Exercise prompt -
Word for word, please restate the line containing "Target: dirt path" and all the lines that follow it to the end of the data.

Supplied material -

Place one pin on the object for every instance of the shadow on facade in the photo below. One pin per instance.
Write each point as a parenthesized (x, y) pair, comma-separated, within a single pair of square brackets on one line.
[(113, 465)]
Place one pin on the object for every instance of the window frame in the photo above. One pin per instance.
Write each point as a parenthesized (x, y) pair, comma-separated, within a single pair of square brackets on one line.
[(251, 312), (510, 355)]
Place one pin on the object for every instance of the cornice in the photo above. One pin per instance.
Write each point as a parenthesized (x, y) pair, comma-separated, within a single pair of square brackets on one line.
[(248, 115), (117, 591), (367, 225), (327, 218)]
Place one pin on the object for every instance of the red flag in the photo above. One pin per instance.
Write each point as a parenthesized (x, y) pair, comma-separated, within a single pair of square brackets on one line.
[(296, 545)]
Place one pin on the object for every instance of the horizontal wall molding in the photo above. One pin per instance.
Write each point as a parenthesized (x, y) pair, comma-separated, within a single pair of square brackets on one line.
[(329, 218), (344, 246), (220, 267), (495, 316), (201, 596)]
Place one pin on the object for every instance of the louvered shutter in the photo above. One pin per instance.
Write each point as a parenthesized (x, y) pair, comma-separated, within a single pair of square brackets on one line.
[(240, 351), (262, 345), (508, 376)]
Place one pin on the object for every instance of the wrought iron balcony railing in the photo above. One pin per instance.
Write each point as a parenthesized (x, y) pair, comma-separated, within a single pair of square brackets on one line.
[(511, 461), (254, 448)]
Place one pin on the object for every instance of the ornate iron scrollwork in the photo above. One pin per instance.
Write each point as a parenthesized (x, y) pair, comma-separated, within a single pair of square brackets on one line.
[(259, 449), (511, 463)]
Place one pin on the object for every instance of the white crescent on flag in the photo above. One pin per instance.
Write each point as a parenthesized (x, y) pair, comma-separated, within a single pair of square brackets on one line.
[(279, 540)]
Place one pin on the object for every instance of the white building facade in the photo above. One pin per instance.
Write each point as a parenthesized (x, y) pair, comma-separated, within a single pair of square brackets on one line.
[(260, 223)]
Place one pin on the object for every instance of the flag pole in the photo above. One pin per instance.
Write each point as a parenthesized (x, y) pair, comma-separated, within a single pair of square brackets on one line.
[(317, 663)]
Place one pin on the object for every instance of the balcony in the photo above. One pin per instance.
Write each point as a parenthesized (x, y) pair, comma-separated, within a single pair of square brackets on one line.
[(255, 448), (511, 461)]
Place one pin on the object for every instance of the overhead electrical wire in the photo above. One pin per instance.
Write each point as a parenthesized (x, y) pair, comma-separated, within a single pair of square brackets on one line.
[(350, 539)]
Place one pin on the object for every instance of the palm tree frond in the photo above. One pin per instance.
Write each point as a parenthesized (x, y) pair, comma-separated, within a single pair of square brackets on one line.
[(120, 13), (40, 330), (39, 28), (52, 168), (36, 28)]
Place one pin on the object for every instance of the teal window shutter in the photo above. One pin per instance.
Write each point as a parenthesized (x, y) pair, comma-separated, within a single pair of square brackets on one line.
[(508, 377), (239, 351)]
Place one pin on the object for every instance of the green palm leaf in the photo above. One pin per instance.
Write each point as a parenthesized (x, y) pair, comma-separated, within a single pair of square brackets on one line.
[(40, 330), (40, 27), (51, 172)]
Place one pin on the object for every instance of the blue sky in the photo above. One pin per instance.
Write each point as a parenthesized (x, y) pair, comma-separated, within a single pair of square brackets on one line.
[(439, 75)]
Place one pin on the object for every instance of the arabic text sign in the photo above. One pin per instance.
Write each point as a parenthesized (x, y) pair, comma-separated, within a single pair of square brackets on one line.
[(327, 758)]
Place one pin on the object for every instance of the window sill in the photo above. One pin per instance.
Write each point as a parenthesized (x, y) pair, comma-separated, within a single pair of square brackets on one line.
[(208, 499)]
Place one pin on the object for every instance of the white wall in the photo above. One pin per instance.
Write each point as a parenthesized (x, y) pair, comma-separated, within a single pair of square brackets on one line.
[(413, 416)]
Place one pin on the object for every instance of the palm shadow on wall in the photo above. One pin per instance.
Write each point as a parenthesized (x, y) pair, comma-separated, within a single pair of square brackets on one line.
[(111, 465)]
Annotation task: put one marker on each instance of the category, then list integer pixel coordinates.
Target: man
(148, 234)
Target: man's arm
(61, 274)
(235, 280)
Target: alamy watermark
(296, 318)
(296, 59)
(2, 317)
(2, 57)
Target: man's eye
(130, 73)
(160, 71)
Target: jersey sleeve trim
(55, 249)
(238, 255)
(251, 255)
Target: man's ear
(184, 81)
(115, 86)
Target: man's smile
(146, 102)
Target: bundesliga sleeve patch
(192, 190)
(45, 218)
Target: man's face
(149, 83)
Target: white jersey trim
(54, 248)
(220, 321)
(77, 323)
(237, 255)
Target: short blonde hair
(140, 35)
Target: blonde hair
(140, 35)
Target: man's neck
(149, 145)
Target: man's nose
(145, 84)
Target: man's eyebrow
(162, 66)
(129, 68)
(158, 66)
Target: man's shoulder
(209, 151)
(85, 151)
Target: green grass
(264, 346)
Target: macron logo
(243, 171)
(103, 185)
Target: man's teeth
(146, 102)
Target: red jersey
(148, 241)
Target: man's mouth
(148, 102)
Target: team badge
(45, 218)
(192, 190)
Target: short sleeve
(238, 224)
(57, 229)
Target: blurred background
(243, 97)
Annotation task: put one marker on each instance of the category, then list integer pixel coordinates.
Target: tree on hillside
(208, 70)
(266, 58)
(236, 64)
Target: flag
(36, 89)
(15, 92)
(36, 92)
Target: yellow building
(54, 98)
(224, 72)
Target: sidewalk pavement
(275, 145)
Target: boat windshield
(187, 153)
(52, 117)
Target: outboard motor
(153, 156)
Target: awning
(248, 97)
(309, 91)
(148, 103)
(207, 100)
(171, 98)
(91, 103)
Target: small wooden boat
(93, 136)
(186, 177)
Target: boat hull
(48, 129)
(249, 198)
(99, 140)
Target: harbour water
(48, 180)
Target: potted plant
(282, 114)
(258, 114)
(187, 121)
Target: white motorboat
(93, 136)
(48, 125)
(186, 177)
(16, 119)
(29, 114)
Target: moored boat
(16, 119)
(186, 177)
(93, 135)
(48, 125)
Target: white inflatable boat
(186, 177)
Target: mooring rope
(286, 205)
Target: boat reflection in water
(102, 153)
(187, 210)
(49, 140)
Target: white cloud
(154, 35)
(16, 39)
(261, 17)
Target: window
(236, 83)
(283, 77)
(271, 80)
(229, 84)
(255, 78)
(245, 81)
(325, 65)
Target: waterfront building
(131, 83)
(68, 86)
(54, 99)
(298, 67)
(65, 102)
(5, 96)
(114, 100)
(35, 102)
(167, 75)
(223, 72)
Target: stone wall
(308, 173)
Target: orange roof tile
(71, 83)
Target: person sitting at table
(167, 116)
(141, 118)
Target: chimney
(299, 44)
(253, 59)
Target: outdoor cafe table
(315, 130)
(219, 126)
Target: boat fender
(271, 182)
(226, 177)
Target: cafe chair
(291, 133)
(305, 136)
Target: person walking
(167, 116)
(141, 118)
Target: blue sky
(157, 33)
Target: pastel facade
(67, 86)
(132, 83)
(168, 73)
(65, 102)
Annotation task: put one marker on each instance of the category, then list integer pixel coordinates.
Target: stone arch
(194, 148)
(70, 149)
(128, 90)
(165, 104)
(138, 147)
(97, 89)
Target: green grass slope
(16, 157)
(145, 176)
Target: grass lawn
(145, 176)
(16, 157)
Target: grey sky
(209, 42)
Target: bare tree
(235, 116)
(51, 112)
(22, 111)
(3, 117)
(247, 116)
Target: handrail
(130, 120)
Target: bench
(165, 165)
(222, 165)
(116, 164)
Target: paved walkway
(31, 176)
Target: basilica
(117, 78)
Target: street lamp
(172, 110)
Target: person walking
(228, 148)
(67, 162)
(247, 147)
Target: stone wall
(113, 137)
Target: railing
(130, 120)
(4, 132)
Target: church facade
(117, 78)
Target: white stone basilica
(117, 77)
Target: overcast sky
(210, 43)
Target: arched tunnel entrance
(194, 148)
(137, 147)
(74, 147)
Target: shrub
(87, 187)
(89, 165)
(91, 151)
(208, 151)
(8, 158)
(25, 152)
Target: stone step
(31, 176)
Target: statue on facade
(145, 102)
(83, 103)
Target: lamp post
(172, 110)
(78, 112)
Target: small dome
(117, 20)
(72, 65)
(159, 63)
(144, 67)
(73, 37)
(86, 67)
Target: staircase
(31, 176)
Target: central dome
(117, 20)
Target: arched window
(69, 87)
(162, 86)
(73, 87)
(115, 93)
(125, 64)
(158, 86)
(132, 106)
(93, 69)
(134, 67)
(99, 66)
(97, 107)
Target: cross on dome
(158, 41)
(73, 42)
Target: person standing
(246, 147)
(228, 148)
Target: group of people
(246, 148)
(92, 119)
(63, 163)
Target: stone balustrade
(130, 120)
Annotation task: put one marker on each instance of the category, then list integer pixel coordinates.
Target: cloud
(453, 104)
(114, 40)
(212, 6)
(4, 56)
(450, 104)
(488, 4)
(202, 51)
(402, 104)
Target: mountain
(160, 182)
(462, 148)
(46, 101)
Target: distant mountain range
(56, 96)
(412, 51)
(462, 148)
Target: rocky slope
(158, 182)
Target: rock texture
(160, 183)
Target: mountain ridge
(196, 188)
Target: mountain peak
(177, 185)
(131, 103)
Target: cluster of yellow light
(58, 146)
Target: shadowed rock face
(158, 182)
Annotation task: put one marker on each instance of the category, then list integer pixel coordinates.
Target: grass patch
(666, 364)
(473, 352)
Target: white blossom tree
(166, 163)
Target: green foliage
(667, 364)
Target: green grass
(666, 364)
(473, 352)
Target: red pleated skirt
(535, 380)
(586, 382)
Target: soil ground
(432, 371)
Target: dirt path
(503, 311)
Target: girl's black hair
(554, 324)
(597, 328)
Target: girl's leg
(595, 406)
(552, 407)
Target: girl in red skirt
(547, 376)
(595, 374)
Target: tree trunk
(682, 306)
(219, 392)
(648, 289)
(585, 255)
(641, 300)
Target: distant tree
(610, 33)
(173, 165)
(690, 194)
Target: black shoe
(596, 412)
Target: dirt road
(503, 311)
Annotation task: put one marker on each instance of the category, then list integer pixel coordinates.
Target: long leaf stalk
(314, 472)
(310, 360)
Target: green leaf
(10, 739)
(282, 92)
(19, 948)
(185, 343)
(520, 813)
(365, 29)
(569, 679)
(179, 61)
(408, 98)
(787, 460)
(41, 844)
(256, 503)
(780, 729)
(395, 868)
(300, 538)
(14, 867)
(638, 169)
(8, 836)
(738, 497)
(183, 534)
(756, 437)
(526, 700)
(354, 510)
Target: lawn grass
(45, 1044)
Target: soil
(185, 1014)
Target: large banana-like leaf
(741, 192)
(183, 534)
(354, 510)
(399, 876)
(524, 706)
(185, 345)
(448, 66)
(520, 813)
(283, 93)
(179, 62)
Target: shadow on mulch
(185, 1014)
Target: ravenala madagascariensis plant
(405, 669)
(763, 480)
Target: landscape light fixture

Completed task -
Target: dirt path
(503, 311)
Target: girl's black hair
(554, 324)
(597, 328)
Target: girl's leg
(595, 406)
(552, 407)
Target: girl in red skirt
(547, 376)
(595, 374)
Target: tree trunk
(682, 306)
(219, 392)
(648, 289)
(585, 255)
(641, 300)
Target: distant tree
(610, 33)
(173, 165)
(690, 194)
Target: black shoe
(596, 412)
Target: dirt road
(503, 311)
Annotation task: put one marker on each instance of the category, then list integer pixel coordinates.
Target: long leaf stalk
(314, 472)
(310, 360)
Target: green leaf
(10, 739)
(282, 92)
(19, 948)
(185, 343)
(520, 813)
(365, 29)
(569, 679)
(179, 61)
(408, 98)
(787, 460)
(41, 844)
(256, 503)
(780, 729)
(395, 868)
(300, 538)
(14, 867)
(638, 169)
(8, 836)
(738, 497)
(183, 534)
(756, 437)
(526, 700)
(354, 510)
Target: lawn grass
(45, 1044)
Target: soil
(185, 1014)
Target: large banana-like leaf
(741, 192)
(183, 534)
(354, 510)
(399, 876)
(524, 706)
(185, 345)
(448, 66)
(520, 813)
(283, 93)
(179, 62)
Target: shadow on mulch
(185, 1014)
Target: ravenala madagascariensis plant
(405, 669)
(763, 480)
Target: landscape light fixture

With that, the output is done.